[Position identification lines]
--*--

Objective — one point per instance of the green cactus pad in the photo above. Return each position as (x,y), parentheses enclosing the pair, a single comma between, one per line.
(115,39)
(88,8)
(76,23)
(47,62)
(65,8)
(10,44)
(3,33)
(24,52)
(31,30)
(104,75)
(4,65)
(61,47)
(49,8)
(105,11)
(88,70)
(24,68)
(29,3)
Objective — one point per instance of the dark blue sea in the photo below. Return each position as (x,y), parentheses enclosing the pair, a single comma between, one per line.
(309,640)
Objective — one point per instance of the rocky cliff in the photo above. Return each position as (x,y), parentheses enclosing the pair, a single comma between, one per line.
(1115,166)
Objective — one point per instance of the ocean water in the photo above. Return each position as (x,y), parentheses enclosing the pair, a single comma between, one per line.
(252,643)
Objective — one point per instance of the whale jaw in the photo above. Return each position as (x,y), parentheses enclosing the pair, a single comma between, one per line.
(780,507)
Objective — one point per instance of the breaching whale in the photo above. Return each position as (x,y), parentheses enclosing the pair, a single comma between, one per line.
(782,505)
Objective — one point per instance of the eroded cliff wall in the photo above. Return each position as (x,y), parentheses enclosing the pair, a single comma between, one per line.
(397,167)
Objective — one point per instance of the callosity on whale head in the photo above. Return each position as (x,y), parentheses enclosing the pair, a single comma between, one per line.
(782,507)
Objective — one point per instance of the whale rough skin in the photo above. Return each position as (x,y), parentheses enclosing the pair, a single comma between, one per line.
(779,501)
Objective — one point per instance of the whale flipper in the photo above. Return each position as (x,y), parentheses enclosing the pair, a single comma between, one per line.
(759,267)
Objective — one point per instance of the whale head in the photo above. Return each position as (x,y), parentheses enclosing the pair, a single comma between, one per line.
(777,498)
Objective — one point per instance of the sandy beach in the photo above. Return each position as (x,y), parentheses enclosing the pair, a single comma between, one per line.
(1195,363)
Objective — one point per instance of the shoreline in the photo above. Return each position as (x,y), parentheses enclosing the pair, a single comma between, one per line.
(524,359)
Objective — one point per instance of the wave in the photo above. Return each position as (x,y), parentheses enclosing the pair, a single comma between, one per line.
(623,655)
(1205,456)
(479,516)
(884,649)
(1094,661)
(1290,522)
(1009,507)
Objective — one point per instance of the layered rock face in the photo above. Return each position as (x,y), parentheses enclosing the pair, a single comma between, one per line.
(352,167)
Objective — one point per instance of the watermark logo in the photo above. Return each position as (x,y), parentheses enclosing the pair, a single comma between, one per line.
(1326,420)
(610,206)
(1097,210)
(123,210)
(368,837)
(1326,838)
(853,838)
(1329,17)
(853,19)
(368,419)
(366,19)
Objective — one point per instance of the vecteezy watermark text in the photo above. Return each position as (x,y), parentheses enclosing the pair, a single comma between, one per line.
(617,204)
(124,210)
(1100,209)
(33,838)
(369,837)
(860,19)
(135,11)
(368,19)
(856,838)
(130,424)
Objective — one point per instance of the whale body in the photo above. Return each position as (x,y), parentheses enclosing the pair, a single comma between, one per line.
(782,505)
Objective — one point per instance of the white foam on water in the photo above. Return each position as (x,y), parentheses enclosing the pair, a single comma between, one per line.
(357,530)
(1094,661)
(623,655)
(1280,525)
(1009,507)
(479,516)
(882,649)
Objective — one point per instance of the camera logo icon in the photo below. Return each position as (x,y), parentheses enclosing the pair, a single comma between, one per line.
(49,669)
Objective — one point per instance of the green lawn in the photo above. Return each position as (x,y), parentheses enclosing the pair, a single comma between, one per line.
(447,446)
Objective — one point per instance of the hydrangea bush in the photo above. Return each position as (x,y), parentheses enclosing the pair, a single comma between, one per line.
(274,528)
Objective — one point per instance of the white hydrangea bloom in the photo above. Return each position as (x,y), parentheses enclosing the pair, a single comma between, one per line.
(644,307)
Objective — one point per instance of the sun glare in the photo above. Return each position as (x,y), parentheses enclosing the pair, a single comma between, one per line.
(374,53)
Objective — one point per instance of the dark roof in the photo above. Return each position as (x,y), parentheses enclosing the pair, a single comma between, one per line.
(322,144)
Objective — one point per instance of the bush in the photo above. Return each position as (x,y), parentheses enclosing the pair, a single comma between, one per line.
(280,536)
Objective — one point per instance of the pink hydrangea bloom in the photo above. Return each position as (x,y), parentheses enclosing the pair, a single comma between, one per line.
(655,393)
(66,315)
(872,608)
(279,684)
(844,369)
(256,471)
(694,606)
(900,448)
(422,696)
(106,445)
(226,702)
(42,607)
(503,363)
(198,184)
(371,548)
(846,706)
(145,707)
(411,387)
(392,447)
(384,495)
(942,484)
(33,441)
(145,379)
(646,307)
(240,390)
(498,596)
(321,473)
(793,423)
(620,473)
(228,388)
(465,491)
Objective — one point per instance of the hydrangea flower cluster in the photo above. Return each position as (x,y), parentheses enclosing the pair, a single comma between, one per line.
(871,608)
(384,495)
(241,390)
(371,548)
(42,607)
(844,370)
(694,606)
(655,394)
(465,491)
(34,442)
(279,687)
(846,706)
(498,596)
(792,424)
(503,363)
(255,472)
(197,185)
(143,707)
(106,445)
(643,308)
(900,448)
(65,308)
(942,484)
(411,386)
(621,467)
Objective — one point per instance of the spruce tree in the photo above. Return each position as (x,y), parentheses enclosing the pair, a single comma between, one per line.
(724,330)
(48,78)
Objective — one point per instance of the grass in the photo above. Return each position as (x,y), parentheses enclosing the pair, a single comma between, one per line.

--*--

__WRITTEN PROBLEM__: Copy out the lines from the one containing "Objective — one point per instance of the hydrangea flower" through the last line, shifting every x and y coordinate up by 43 and leaving all other text as it stands.

__TASK OUTPUT__:
Objective — one point per instance of the hydrangea flower cluster in the photo above. Return each position as (x,y), parentheses enclosing the pair, a single comma between, one per line.
(914,651)
(427,538)
(284,433)
(414,591)
(85,650)
(887,413)
(737,649)
(698,437)
(508,534)
(77,485)
(322,730)
(889,749)
(541,639)
(835,467)
(546,406)
(298,515)
(240,228)
(186,750)
(149,488)
(686,351)
(943,491)
(108,351)
(985,527)
(454,429)
(664,510)
Objective — one point per instance of the spruce tree in the photo above. Return each position as (x,y), parentheses enclosing the pair, a single comma between, one per line.
(767,373)
(91,121)
Objective — one point per instance of the grass in the photo above. Return each position as (x,y), parentheses enclosing the pair, a single comma between, one per line.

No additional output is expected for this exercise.